** start **

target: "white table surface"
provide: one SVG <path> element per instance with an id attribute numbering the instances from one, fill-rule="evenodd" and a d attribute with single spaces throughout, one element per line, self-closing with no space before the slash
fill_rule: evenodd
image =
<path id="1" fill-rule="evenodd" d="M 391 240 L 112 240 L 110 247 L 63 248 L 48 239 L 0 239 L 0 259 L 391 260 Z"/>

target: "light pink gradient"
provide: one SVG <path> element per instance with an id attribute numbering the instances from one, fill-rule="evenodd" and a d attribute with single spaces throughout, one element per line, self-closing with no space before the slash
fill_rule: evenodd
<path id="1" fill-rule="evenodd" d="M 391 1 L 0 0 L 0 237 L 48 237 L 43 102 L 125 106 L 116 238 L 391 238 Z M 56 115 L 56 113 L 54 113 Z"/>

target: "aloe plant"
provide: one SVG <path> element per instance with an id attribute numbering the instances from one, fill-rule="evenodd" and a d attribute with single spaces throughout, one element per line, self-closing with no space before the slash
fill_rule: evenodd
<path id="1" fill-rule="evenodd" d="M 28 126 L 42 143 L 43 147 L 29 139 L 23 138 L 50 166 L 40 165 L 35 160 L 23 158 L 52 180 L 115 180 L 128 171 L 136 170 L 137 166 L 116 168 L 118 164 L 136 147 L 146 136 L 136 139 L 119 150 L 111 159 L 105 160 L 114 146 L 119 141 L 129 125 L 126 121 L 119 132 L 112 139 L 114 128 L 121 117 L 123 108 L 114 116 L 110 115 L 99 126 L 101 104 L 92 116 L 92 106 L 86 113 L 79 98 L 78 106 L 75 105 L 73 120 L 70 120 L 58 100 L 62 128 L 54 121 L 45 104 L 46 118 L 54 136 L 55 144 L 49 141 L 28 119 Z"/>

** end **

- [Exercise]
Reproduce the lines of all three items, swapping each occurrence of "target" for "label" and leaving everything else unchanged.

- [Exercise answer]
label: "white table surface"
provide: one SVG <path> element per instance with an id attribute numbering the instances from one, fill-rule="evenodd" and a d attribute with single spaces throughout, one element per line, self-closing with no space before the slash
fill_rule: evenodd
image =
<path id="1" fill-rule="evenodd" d="M 391 240 L 112 240 L 110 247 L 63 248 L 48 239 L 0 239 L 0 259 L 391 260 Z"/>

label: "light pink gradient"
provide: one SVG <path> element per instance with an id attribute numbering the instances from one, fill-rule="evenodd" and a d attribute with single spaces throughout, one element per line, self-closing with no space before the slash
fill_rule: evenodd
<path id="1" fill-rule="evenodd" d="M 391 1 L 0 0 L 0 237 L 48 237 L 43 102 L 125 106 L 116 238 L 391 238 Z M 56 115 L 56 113 L 54 113 Z"/>

label: "aloe plant"
provide: one SVG <path> element per instance with an id attribute numbering the instances from one, fill-rule="evenodd" and a d attribute with single spaces throughout, one element per line, self-closing with no space before the slash
fill_rule: evenodd
<path id="1" fill-rule="evenodd" d="M 28 126 L 42 143 L 43 147 L 29 139 L 23 138 L 50 166 L 40 165 L 35 160 L 23 158 L 52 180 L 115 180 L 128 171 L 136 170 L 137 166 L 116 168 L 118 164 L 136 147 L 146 136 L 136 139 L 119 150 L 111 159 L 105 160 L 114 146 L 119 141 L 129 125 L 126 121 L 119 132 L 112 139 L 114 128 L 121 117 L 123 108 L 114 116 L 110 115 L 99 126 L 101 104 L 92 116 L 92 106 L 86 113 L 79 98 L 78 106 L 75 105 L 73 120 L 70 120 L 58 100 L 62 128 L 54 121 L 45 104 L 46 118 L 54 136 L 55 144 L 49 141 L 28 119 Z"/>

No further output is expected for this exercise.